◆ **Task directions**: Copy the records below exactly as they are written.

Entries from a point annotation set
----------------------------------------
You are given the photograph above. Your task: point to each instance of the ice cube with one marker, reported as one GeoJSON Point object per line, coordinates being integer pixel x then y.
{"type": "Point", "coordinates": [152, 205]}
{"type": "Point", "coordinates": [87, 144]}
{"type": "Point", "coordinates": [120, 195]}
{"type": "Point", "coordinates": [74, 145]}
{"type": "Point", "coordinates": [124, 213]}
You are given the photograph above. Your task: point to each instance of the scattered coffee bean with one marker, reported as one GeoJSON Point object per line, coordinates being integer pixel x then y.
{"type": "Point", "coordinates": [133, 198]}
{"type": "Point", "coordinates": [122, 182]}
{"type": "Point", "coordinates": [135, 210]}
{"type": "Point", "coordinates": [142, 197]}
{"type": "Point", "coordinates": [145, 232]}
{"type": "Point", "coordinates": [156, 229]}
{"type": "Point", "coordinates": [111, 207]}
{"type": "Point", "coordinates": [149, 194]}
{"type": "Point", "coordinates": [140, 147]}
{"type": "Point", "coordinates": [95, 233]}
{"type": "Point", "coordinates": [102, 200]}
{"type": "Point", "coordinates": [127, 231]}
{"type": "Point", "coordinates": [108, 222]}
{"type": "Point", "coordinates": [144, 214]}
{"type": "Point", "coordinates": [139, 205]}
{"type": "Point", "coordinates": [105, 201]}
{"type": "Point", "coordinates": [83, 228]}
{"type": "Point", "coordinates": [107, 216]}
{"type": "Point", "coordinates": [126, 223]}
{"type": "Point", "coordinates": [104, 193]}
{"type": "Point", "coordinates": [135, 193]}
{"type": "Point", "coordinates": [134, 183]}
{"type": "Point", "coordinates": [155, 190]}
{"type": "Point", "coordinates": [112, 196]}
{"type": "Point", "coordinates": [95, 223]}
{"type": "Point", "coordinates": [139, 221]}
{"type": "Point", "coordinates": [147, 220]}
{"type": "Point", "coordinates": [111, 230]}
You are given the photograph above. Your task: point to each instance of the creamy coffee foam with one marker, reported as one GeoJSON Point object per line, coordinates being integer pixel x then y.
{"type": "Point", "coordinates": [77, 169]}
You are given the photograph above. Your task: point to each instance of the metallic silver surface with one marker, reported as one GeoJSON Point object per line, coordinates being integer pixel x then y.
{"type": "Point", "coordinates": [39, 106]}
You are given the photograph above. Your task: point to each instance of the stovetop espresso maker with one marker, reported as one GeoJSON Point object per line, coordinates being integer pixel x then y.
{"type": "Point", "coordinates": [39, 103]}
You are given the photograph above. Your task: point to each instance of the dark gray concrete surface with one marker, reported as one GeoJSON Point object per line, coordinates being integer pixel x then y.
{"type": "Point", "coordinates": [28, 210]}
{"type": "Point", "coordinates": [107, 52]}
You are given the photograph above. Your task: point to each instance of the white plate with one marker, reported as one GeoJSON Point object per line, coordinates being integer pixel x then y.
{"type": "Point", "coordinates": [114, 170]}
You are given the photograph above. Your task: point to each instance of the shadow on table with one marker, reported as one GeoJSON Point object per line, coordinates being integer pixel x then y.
----------------------------------------
◆ **Solution**:
You are given the photograph above. Your task: point to each instance of the ice cube with one marker, reported as one GeoJSON Point object per line, coordinates being integer pixel x then y.
{"type": "Point", "coordinates": [152, 205]}
{"type": "Point", "coordinates": [87, 144]}
{"type": "Point", "coordinates": [120, 195]}
{"type": "Point", "coordinates": [74, 145]}
{"type": "Point", "coordinates": [124, 213]}
You are given the photograph above. Your task: point to each instance of the scattered coffee bean with one marker, reported as one GeoJSON Point object per line, coordinates being integer pixel x then y.
{"type": "Point", "coordinates": [133, 198]}
{"type": "Point", "coordinates": [122, 182]}
{"type": "Point", "coordinates": [135, 210]}
{"type": "Point", "coordinates": [142, 197]}
{"type": "Point", "coordinates": [145, 232]}
{"type": "Point", "coordinates": [156, 229]}
{"type": "Point", "coordinates": [111, 207]}
{"type": "Point", "coordinates": [149, 194]}
{"type": "Point", "coordinates": [140, 147]}
{"type": "Point", "coordinates": [95, 233]}
{"type": "Point", "coordinates": [102, 200]}
{"type": "Point", "coordinates": [127, 231]}
{"type": "Point", "coordinates": [108, 222]}
{"type": "Point", "coordinates": [144, 214]}
{"type": "Point", "coordinates": [139, 205]}
{"type": "Point", "coordinates": [105, 201]}
{"type": "Point", "coordinates": [83, 228]}
{"type": "Point", "coordinates": [107, 216]}
{"type": "Point", "coordinates": [126, 223]}
{"type": "Point", "coordinates": [104, 193]}
{"type": "Point", "coordinates": [135, 193]}
{"type": "Point", "coordinates": [134, 183]}
{"type": "Point", "coordinates": [155, 190]}
{"type": "Point", "coordinates": [112, 196]}
{"type": "Point", "coordinates": [95, 223]}
{"type": "Point", "coordinates": [139, 221]}
{"type": "Point", "coordinates": [147, 220]}
{"type": "Point", "coordinates": [111, 230]}
You are given the photograph above. Your task: point to each instance of the creamy coffee foam with one marker, reported as one GeoJSON Point object per line, coordinates being integer pixel x then y.
{"type": "Point", "coordinates": [77, 169]}
You are given the photograph above. Your task: point to each instance of the metallic silver surface with one marker, reported as one GeoJSON Point object per line, coordinates being integer pixel x then y.
{"type": "Point", "coordinates": [39, 106]}
You are given the photograph above. Your task: point to each instance of the stovetop espresso maker with one marker, reported as one GeoJSON Point object per line, coordinates being integer pixel x then y.
{"type": "Point", "coordinates": [39, 103]}
You are given the photograph above. Your task: point to each instance of the dark gray concrete surface with one marker, reported as one GeoJSON Point object per line, coordinates being integer pixel x then y.
{"type": "Point", "coordinates": [28, 210]}
{"type": "Point", "coordinates": [107, 52]}
You are given the photograph above. Your task: point to each instance of the white plate with one marker, reported as one GeoJSON Point object per line, coordinates being integer pixel x then y.
{"type": "Point", "coordinates": [114, 170]}
You are given the photograph above. Your task: point to each instance of the shadow on table with one marker, reported as one GeoJSON Point object per line, coordinates being integer pixel x then y.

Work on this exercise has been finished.